Aufgabenstellung — Schreiben Sie aus dem folgenden Artikel über den Frauenradsport in Nürnberg einen Abschnitt wortgetreu ab. Setzen Sie bei der Stelle mit den Worten „Eine einmalige Erfolgsgeschichte“ ein und hören Sie nach „die Stadtmauern brausten.“ auf.

Eine einmalige Erfolgsgeschichte

7.11.2010, 11:30 Uhr
Eine einmalige  Erfolgsgeschichte

© Manfred Marr

Seit den 1930er Jahren hat Nürnberg als Radsport-Hochburg einen guten Namen. Die vielen Welt-, Europa- und deutschen Meistertitel waren allerdings stets reine Männersache. Frauenradsport war bei den Vereinen der Region nie ein Thema. Auch 1991 noch nicht, als man das erste Radrennen um die Nürnberger Altstadt durchführte. „Diese tolle Veranstaltung ist ohne ein Frauenrennen nur eine halbe Sache“, kritisierte damals Ilse Lehner-Eckhart, die Frauenwartin des Bayerischen Radsport-Verbandes. Zwei Jahre lang kämpfte sie unerbittlich, bis ab 1993 alljährlich auch schnelle Radamazonen um die Stadtmauern brausten.

Mit diesem Erfolg gab sich die couragierte Nürnbergerin jedoch nicht zufrieden. Ihr Ziel war es, den immer populärer werdenden Frauenradsport auch in Nürnberg zu etablieren. Mit Herbert Oppelt, dem damaligen Vorsitzenden des Tourenclubs Nürnberg, fand sie einen ebenso begeisterten Mitstreiter. „Der Frauenradsport ist bei uns in Deutschland entwicklungsfähig, man muss dafür aber noch sehr viel tun“, stellten beide übereinstimmend fest und schmiedeten gemeinsam Pläne für eine erste Nürnberger „Bundesliga-Damen-Mannschaft“ die im Trikot des „Tourenclubs“ starten sollte.

Tatkräftig unterstützt wurden Ilse Lehner-Eckhart und Herbert Oppelt vom damaligen BRV-Straßenfachwart Hans Schleicher (RV Karbach). 1994 entstand so das erste Nürnberger Bundesliga-Team. Stolz präsentierte man acht junge Frauen, eine Auswahl bayerischer Spitzenfahrerinnen. Ilse Lehner-Eckhart und Hans Schleicher fungierten als sportliche Leiter. Schleichers 18-jährige Tochter Regina, die Jüngste der Mannschaft, sorgte für eine echte Sensation , als sie in Braunfels überraschend die Straßen-DM gewann.

Quellenauszug —
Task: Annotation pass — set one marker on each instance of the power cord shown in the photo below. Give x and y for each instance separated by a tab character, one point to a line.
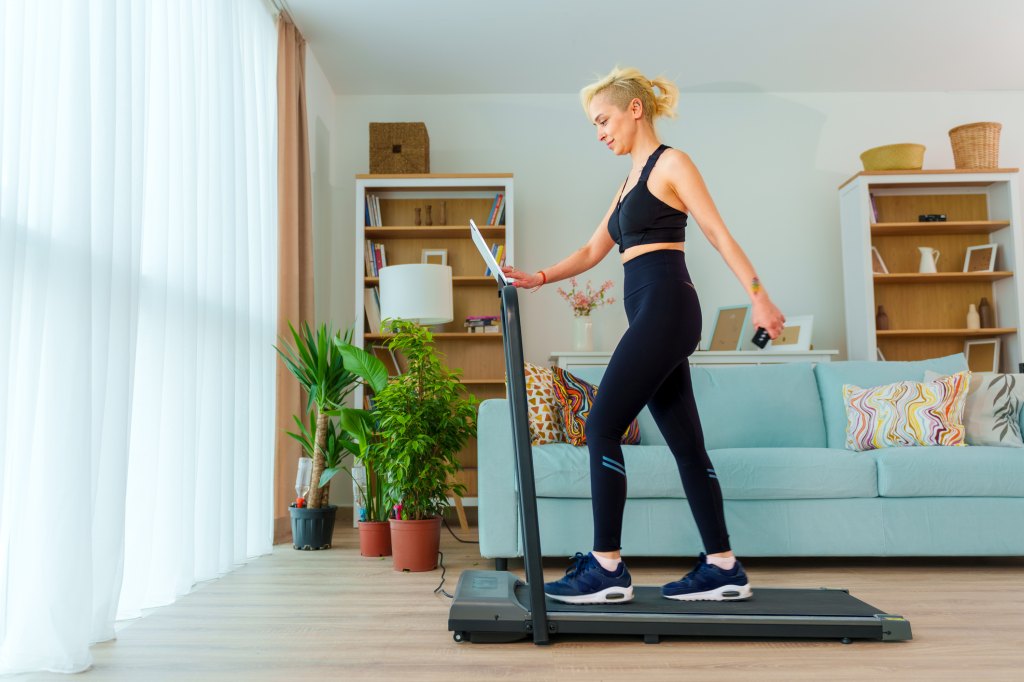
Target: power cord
440	586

Das Ergebnis —
Eine einmalige Erfolgsgeschichte

7.11.2010, 11:30 Uhr
Eine einmalige  Erfolgsgeschichte

© Manfred Marr

Seit den 1930er Jahren hat Nürnberg als Radsport-Hochburg einen guten Namen. Die vielen Welt-, Europa- und deutschen Meistertitel waren allerdings stets reine Männersache. Frauenradsport war bei den Vereinen der Region nie ein Thema. Auch 1991 noch nicht, als man das erste Radrennen um die Nürnberger Altstadt durchführte. „Diese tolle Veranstaltung ist ohne ein Frauenrennen nur eine halbe Sache“, kritisierte damals Ilse Lehner-Eckhart, die Frauenwartin des Bayerischen Radsport-Verbandes. Zwei Jahre lang kämpfte sie unerbittlich, bis ab 1993 alljährlich auch schnelle Radamazonen um die Stadtmauern brausten.